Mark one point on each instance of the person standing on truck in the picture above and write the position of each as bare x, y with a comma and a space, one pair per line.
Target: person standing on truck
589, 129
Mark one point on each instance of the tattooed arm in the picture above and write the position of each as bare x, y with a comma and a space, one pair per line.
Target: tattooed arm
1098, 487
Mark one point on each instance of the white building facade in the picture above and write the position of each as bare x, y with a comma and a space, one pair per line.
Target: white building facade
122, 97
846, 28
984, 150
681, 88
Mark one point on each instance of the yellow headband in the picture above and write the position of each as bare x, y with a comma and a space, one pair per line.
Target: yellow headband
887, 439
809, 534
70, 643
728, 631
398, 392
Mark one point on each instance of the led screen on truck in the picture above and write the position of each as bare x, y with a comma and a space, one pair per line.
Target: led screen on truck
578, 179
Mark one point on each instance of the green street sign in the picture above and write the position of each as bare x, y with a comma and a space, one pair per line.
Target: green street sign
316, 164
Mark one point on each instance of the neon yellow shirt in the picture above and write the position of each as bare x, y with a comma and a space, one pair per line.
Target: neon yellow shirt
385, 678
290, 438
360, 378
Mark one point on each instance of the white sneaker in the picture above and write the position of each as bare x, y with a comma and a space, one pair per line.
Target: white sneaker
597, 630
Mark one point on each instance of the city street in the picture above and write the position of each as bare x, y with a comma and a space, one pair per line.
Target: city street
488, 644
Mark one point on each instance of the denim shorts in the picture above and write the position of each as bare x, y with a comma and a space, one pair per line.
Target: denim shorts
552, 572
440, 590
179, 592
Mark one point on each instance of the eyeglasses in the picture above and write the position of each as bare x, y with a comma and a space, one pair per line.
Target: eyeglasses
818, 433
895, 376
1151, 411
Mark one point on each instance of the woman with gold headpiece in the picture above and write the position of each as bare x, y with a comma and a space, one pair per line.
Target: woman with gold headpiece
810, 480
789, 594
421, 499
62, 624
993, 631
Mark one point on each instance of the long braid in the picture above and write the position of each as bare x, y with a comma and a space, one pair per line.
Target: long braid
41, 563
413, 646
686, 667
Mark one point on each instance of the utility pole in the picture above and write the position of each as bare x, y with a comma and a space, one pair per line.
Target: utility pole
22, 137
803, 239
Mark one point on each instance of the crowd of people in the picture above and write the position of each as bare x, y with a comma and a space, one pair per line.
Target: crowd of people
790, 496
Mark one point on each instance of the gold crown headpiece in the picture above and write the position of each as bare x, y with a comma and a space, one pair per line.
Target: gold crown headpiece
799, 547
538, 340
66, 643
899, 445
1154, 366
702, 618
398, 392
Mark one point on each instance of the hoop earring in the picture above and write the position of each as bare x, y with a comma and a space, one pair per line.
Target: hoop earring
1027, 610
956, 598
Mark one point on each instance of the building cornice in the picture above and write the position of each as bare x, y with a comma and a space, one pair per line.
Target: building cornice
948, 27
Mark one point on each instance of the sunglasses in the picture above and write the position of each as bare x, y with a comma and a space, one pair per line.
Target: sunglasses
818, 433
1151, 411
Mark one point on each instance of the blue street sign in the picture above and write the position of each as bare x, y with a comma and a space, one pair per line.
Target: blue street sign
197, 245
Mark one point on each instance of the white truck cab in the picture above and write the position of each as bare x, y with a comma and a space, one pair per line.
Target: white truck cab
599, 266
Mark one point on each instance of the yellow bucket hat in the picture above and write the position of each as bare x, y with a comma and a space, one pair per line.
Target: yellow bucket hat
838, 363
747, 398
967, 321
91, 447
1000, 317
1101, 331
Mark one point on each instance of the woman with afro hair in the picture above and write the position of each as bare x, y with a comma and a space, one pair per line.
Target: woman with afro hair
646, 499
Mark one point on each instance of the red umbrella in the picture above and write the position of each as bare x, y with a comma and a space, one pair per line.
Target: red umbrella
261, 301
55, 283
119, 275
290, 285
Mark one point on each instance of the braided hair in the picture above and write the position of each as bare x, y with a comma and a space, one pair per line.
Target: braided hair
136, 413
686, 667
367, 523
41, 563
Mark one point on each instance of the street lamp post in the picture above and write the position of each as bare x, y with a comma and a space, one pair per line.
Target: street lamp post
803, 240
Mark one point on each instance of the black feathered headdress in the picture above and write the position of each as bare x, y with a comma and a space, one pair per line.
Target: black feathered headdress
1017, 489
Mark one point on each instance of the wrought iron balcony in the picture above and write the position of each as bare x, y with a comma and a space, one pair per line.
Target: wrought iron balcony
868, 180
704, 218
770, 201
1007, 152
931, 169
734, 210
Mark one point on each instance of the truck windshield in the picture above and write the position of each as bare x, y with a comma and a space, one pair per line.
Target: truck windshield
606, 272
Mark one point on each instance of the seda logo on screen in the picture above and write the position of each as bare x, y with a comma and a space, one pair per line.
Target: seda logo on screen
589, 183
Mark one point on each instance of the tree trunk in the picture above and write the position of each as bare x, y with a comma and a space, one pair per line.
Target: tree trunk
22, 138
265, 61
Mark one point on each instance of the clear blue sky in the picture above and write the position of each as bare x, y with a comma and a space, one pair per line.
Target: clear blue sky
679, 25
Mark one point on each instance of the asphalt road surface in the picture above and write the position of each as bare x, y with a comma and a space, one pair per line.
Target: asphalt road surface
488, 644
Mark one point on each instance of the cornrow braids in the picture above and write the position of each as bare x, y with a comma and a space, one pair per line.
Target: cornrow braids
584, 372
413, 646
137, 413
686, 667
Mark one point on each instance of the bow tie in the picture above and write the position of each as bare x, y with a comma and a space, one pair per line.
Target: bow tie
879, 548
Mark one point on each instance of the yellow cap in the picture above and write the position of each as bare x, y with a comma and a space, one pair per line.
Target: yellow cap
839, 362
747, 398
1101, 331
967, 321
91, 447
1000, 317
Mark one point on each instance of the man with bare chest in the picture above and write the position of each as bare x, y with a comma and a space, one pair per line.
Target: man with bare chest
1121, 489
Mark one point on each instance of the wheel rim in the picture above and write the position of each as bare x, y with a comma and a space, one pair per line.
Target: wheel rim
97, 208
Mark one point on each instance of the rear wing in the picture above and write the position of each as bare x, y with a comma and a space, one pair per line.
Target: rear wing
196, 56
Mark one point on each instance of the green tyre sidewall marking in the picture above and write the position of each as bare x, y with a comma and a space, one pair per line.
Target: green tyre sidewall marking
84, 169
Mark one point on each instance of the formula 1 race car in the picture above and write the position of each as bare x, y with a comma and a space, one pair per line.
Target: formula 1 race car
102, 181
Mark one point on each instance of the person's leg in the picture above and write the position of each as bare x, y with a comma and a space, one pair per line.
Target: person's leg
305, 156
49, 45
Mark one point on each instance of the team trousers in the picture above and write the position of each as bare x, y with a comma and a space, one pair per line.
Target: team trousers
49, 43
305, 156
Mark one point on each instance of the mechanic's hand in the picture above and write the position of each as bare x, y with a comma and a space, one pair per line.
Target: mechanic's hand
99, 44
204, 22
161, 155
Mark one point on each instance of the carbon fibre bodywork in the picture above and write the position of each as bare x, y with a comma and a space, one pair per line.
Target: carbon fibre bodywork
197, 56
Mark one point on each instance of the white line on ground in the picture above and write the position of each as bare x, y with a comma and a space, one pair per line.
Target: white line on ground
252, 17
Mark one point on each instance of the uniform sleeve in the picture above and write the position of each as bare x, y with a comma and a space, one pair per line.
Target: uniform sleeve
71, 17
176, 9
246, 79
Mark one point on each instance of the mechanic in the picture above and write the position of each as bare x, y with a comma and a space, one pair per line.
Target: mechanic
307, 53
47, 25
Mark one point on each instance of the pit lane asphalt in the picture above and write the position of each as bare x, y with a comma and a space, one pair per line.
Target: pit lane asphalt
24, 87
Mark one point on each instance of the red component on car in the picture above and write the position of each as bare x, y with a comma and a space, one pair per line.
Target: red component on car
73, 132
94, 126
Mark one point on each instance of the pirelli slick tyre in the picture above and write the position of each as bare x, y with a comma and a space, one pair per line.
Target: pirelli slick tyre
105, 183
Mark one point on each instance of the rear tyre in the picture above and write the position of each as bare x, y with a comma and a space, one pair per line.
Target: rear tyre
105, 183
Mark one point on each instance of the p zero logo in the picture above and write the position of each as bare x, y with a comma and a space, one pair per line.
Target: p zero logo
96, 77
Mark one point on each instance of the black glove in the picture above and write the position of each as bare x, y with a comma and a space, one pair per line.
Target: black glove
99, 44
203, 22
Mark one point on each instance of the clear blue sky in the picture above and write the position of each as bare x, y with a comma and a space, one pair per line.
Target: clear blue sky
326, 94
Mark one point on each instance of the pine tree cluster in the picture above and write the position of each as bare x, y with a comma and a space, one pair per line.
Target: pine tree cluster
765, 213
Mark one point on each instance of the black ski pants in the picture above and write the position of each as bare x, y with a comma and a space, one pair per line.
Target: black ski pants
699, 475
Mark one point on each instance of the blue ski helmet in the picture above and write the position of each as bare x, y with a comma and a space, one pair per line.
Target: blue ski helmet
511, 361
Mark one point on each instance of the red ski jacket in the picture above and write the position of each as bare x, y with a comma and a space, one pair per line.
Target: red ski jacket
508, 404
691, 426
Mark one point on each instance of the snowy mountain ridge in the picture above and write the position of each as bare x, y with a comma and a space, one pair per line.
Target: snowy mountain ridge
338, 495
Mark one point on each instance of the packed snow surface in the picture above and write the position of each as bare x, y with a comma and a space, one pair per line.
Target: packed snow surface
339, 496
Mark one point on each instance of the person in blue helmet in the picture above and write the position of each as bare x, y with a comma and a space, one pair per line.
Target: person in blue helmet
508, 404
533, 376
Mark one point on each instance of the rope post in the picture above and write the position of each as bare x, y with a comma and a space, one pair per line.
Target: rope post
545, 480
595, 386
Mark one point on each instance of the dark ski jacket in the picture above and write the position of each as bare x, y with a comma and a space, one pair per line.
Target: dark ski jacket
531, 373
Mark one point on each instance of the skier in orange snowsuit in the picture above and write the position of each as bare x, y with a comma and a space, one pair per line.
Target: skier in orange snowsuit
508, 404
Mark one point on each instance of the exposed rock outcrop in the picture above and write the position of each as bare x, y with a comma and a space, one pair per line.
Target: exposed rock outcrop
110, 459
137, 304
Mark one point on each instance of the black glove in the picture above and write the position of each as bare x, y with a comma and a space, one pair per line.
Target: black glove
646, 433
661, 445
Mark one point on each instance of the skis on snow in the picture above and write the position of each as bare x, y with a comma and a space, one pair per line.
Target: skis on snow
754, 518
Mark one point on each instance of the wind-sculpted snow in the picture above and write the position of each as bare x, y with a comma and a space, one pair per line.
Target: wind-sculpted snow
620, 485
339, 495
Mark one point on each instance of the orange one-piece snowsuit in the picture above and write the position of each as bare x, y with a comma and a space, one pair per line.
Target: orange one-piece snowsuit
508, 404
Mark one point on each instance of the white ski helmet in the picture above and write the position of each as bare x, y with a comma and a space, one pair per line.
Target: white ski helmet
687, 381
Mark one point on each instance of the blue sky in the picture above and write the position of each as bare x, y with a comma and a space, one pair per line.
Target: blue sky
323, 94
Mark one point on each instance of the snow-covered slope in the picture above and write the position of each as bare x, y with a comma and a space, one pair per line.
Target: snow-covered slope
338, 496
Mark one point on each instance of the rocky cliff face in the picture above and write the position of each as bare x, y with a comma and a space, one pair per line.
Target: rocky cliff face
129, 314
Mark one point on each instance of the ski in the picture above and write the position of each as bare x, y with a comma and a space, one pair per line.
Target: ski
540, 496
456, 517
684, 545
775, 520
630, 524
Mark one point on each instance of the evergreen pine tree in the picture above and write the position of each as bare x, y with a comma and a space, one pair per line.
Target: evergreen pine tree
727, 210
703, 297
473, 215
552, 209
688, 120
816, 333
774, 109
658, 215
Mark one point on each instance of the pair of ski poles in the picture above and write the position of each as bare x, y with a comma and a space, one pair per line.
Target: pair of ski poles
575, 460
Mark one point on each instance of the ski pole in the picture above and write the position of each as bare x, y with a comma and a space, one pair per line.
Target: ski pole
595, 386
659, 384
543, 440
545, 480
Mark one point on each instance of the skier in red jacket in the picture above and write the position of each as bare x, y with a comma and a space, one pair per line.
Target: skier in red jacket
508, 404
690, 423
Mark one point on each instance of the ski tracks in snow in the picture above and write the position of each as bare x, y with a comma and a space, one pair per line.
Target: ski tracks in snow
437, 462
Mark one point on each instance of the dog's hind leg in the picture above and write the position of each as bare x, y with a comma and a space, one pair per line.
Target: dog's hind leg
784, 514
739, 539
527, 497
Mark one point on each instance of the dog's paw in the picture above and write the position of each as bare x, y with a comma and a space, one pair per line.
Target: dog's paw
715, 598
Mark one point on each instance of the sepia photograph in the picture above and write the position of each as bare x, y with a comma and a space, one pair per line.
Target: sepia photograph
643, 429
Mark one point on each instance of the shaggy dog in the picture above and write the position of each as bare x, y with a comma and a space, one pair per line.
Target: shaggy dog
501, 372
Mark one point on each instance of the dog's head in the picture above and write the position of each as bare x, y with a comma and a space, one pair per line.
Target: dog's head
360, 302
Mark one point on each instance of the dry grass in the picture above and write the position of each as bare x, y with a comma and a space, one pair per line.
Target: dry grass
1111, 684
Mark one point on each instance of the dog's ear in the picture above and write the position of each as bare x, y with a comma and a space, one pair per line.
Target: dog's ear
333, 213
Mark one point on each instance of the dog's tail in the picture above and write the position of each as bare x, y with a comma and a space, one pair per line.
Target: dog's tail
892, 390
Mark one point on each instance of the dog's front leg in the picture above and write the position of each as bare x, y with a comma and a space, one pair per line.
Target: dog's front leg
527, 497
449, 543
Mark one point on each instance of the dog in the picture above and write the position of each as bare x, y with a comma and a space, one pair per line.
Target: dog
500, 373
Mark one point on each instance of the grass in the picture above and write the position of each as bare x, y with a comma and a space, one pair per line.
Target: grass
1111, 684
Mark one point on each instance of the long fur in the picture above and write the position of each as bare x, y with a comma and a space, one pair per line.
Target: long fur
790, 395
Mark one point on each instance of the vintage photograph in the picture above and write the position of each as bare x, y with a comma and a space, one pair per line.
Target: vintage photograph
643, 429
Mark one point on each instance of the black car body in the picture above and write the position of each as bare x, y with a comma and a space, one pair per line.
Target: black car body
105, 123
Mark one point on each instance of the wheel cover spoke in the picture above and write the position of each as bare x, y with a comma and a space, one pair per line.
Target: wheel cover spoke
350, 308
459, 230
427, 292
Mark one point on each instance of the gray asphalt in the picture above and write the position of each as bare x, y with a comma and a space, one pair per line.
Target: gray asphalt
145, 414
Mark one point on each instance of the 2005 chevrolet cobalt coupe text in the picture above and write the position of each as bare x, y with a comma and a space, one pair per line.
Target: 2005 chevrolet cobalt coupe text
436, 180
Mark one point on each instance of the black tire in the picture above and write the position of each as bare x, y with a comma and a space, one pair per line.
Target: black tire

• What is expected
From the entries above, copy each line holding "tire".

• Result of the exercise
Mark one point on each instance of the black tire in the picture above and write the position of each as bare x, y with a comma and a space, one pair per line.
Target: black tire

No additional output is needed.